## 正文
★ ★ ★
使用Solr+Hbase-solr(Hbase-indexer)配置实现HBase二级索引

前言:
因为项目需要,试着搭建了一下HBase二级索引的环境,网上看了一些教程,无一不坑,索性整理一份比较完整的。本文适当的精简和绕过了一些“老司机一看就知道”的内容,适合刚接触这一领域但是有一定Linux和Hadoop基础的读者,不适合完全初学者。

环境约束:
OS:CentOS6.7-x86_64
JDK:jdk1.7.0_109
hadoop-2.6.0+cdh5.4.1
hbase-solr-1.5+cdh5.4.1 (hbase-indexer-1.5-cdh5.4.1)
solr-4.10.3-cdh5.4.1
zookeeper-3.4.5-cdh5.4.1
hbase-1.0.0-cdh5.4.1

文中所用CDH软件下载页:
CDH 5.4.x Packaging and Tarball Information | 5.x | Cloudera Documentation

一、基本环境准备

1.一个3节点Hadoop集群,服务器计划角色分配如下:

《使用Solr+Hbase-solr(Hbase-indexer)配置实现HBase二级索引》 服务器角色分配

先把Namenode、Datanode、zookeeper、Journalnode、ZKFC跑起来,具体技术自行突破,不是本文重点,无需多言。

2.下载好所需的CDH版本软件:

在文首的链接页面下载好tarball,需要注意的是HBase-solr的tarball是整个项目文件,但是我们用到的只是它的部署文件,解压缩hbase-solr-1.5+cdh5.4.1的tarball,在 hbase-solr-1.5-cdh5.4.1\hbase-indexer-dist\target 下找到hbase-indexer-1.5-cdh5.4.1.tar.gz,后面会用到。
★ ★ ★
## 练习任务
1 – 请一字不差地打印这篇HBase二级索引文章中从“solr-4.10.3-cdh5.4.1”到“破,不是本文重点,无需多言。”的文字，首尾两处都包括在内。
2 – 把这篇HBase二级索引文章中以“在文首的链接页面下载好tarball”开头的那一段改写成条目列表，保留其主要信息。
3 – 从这篇HBase二级索引配置文章的最后一句之后接着往下写。
后面的各行与此项无关。
★ ★ ★
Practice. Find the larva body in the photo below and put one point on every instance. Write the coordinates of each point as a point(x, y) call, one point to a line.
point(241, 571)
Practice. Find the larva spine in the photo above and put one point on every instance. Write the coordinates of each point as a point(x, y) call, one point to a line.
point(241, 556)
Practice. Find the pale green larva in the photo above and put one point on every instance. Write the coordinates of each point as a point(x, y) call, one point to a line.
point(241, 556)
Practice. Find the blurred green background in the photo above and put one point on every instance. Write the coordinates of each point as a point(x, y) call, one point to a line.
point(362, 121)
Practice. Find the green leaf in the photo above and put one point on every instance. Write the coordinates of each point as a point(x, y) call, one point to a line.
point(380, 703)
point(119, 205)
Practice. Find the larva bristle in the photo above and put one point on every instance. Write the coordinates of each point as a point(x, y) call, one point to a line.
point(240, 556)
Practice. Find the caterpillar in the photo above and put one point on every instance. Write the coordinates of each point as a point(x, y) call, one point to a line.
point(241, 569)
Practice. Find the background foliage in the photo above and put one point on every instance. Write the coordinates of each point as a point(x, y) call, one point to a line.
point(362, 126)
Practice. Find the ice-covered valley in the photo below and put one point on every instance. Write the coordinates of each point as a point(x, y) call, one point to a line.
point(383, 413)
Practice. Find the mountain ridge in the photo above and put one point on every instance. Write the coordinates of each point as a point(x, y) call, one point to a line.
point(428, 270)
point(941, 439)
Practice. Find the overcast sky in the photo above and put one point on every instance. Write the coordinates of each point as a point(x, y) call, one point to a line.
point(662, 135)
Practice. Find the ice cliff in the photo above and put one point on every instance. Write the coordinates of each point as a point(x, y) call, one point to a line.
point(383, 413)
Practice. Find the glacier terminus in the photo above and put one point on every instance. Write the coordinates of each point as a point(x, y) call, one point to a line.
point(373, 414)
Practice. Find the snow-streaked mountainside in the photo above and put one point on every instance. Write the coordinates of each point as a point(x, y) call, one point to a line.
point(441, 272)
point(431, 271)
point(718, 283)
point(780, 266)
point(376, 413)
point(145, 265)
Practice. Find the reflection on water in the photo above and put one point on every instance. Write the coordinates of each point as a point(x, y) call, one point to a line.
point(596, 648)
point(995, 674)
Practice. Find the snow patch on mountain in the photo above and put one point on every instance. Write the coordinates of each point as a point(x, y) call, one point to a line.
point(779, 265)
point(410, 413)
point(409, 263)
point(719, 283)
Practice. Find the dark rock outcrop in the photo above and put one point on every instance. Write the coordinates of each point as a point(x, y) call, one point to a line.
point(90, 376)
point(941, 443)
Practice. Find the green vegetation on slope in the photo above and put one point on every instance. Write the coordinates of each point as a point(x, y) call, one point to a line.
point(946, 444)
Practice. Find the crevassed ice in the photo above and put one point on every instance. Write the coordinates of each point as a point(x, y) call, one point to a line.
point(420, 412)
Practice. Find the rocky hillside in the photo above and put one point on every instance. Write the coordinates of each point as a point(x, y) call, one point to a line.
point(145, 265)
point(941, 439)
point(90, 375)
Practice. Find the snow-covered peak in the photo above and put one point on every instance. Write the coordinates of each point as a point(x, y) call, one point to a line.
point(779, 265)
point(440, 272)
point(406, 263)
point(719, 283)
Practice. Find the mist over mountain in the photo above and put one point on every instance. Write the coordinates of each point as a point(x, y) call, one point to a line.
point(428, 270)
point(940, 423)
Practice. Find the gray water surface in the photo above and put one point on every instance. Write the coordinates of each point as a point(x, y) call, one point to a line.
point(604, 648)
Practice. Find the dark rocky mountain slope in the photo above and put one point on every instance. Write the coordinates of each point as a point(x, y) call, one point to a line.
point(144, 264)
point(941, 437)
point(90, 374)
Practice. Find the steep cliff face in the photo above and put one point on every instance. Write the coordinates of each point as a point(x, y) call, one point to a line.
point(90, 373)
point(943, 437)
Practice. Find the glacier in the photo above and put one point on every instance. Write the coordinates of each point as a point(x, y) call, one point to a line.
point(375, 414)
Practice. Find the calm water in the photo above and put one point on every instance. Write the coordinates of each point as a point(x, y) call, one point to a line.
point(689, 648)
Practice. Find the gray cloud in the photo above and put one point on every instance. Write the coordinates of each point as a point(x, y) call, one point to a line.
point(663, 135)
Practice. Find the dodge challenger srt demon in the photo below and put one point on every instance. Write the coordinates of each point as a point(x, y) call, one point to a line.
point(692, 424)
★ ★ ★
## 各题答案
1 –
solr-4.10.3-cdh5.4.1
zookeeper-3.4.5-cdh5.4.1
hbase-1.0.0-cdh5.4.1

文中所用CDH软件下载页:
CDH 5.4.x Packaging and Tarball Information | 5.x | Cloudera Documentation

一、基本环境准备

1.一个3节点Hadoop集群,服务器计划角色分配如下:

《使用Solr+Hbase-solr(Hbase-indexer)配置实现HBase二级索引》 服务器角色分配

先把Namenode、Datanode、zookeeper、Journalnode、ZKFC跑起来,具体技术自行突破,不是本文重点,无需多言。

2 –
- 在文首的链接页面下载所需的tarball。
- HBase-solr的tarball是整个项目文件，但只用得到其中的部署文件。
- 解压缩hbase-solr-1.5+cdh5.4.1的tarball。
- 在 hbase-solr-1.5-cdh5.4.1\hbase-indexer-dist\target 下找到hbase-indexer-1.5-cdh5.4.1.tar.gz，后面会用到。

3 –
二、部署hbase-indexer

将hbase-indexer-1.5-cdh5.4.1.tar.gz拷贝到node2或者node3上
解压缩hbase-indexer-1.5-cdh5.4.1.tar.gz:

tar zxvf hbase-indexer-1.5-cdh5.4.1.tar.gz

修改hbase-indexer的参数:

vim hbase-indexer-1.5-cdh5.4.1/conf/hbase-indexer-site.xml
<?xml version="1.0"?>
<configuration>
<property>
  <name>hbaseindexer.zookeeper.connectstring</name>
  <!--此处需根据zookeeper集群的实际配置修改-->
  <value>node1:2181,node2:2181,node3:2181</value>
</property>
<property>
  <name>hbase.zookeeper.quorum</name>
  <!--此处需根据zookeeper集群的实际配置修改-->
  <value>node1,node2,node3</value>
</property>
</configuration>

配置hbase-indexer-env.sh:

vim hbase-indexer-1.5-cdh5.4.1/conf/hbase-indexer-env.sh

修改JAVA_HOME

# Set environment variables here.

# This script sets variables multiple times over the course of starting an hbase-indexer process,
# so try to keep things idempotent unless you want to take an even deeper look
# into the startup scripts (bin/hbase-indexer, etc.)

# The java implementation to use.  Java 1.6 required.
export JAVA_HOME=/usr/java/jdk1.7.0/
#根据实际环境修改

# Extra Java CLASSPATH elements.  Optional.
# export HBASE_INDEXER_CLASSPATH=

# The maximum amount of heap to use, in MB. Default is 1000.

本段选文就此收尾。